Description
Mongolian beef is a popular Chinese-American dish. It features tender slices of beef in a rich, savory, and slightly sweet sauce. It is often served with rice.
Ingredients
Scale
- 1 pound flank steak, thinly sliced against the grain
- 1/4 cup cornstarch
- 1 tablespoon vegetable oil
- 1/2 cup soy sauce
- 1/2 cup water
- 1/4 cup brown sugar
- 2 tablespoons rice vinegar
- 1 tablespoon grated fresh ginger
- 2 cloves garlic, minced
- 1/2 teaspoon red pepper flakes (optional)
- 2 green onions, sliced (for garnish)
Instructions
- In a medium bowl, toss the sliced flank steak with cornstarch until evenly coated.
- Heat vegetable oil in a large skillet or wok over medium-high heat.
- Add the beef in a single layer and cook for 2-3 minutes per side, until browned and cooked through. Remove the beef from the skillet and set aside.
- In the same skillet, add soy sauce, water, brown sugar, rice vinegar, ginger, garlic, and red pepper flakes (if using). Bring the sauce to a simmer, stirring until the sugar dissolves.

# DATA ENTRIES:
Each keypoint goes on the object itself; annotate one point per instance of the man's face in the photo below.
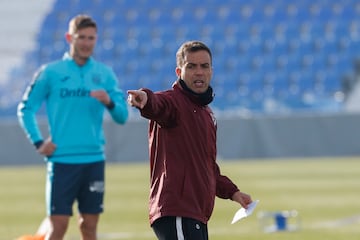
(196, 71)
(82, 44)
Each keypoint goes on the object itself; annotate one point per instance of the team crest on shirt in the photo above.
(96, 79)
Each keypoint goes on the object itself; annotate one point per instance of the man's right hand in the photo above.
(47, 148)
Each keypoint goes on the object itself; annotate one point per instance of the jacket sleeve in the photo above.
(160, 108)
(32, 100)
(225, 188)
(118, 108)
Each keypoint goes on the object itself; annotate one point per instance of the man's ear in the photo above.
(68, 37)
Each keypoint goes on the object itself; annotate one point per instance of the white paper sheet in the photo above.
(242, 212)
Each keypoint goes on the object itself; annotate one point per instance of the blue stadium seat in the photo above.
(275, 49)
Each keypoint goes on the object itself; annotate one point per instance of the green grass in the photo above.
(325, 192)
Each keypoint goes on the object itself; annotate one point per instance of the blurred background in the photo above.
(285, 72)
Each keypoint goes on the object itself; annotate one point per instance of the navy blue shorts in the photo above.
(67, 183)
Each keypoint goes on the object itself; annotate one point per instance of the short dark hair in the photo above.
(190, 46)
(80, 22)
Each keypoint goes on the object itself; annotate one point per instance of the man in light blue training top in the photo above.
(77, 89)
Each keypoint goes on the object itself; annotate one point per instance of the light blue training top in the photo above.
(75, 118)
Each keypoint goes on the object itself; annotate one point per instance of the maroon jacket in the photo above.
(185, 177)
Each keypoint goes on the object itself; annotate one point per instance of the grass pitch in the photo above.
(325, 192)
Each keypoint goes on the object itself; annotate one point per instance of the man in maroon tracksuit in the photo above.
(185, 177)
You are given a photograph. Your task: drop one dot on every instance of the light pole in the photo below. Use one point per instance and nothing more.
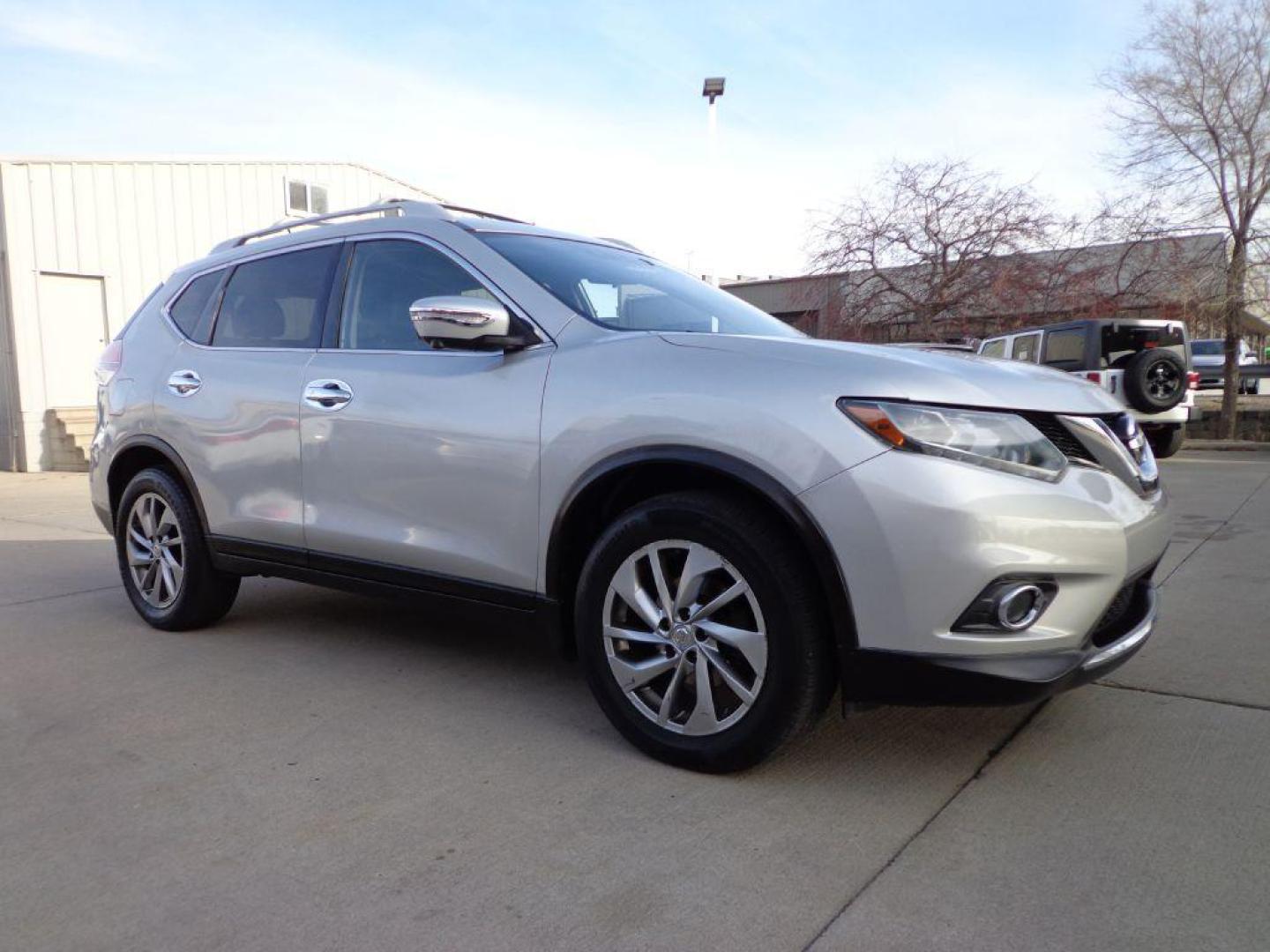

# YOUR INSTRUCTIONS:
Update the part of the Mongolian beef recipe that opens with "Instructions" and closes with "the sugar dissolves." by changing "skillet" to "frying pan", and write out that part again.

# RIGHT ANSWER:
Instructions
- In a medium bowl, toss the sliced flank steak with cornstarch until evenly coated.
- Heat vegetable oil in a large frying pan or wok over medium-high heat.
- Add the beef in a single layer and cook for 2-3 minutes per side, until browned and cooked through. Remove the beef from the frying pan and set aside.
- In the same frying pan, add soy sauce, water, brown sugar, rice vinegar, ginger, garlic, and red pepper flakes (if using). Bring the sauce to a simmer, stirring until the sugar dissolves.